EXERCISE
Format the data as a two-column CSV with the columns task and value, giving one row per task with its answer. Put each field in double quotes, with line breaks turned into spaces. Begin at the line containing "Tag every instance of the wire" and continue through the end of the data.

— START OF DATA ROWS —

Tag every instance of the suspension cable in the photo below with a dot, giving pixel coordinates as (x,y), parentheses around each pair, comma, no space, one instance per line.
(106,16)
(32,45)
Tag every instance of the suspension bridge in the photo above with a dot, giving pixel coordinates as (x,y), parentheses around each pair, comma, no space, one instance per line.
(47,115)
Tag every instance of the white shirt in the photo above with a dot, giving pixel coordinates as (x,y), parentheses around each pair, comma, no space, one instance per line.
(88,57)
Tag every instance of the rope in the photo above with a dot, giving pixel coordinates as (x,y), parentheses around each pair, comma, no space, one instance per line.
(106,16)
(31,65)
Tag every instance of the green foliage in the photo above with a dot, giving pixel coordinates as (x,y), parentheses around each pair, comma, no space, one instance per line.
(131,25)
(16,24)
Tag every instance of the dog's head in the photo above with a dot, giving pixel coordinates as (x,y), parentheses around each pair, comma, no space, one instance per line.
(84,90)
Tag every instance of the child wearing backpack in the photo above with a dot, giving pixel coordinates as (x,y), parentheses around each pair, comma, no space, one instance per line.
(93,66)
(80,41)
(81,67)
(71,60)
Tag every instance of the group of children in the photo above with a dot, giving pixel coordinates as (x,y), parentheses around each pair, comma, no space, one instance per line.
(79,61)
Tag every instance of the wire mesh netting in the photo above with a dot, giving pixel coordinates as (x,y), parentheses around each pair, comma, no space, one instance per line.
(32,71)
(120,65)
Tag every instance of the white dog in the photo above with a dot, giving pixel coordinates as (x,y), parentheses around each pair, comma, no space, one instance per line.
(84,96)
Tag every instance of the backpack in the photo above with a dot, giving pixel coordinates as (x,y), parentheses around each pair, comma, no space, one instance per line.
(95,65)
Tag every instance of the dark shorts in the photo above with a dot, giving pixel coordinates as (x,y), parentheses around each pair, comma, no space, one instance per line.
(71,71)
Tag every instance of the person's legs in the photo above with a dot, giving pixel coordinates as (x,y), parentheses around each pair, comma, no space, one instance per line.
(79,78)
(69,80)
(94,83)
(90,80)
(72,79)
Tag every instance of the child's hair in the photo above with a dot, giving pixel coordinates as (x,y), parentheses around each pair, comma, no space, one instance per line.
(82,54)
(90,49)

— END OF DATA ROWS —

RESPONSE TO THE EXERCISE
task,value
"Tag every instance of the wire mesh netting in the photo above with a dot, giving pixel coordinates as (x,y), parentheses around each pair, comma, no space, one instance per line.","(32,71) (120,65)"
"Tag every instance of the white dog in the photo above with a dot, giving pixel coordinates as (x,y), parentheses around each pair, comma, no space, one instance per line.","(84,96)"
"Tag every instance of the backpack in the photo above with a dot, giving pixel coordinates as (x,y), parentheses around each pair, comma, no space, one instance per line.","(95,65)"
"Tag every instance of the dark shorts in the photo above with a dot, giving pixel coordinates as (x,y), parentheses around each pair, comma, no space, one instance per line.","(71,71)"
"Tag every instance of the person's legs in the photo above with a dot, giving pixel coordinates as (x,y), parentheses around each pair, comma, no space, one instance per line.","(79,78) (69,80) (94,83) (90,80) (72,79)"
"Tag every instance of the child's hair in the photo above with a dot, giving pixel coordinates as (x,y), parentheses around each pair, comma, no space, one instance per line.","(82,54) (90,49)"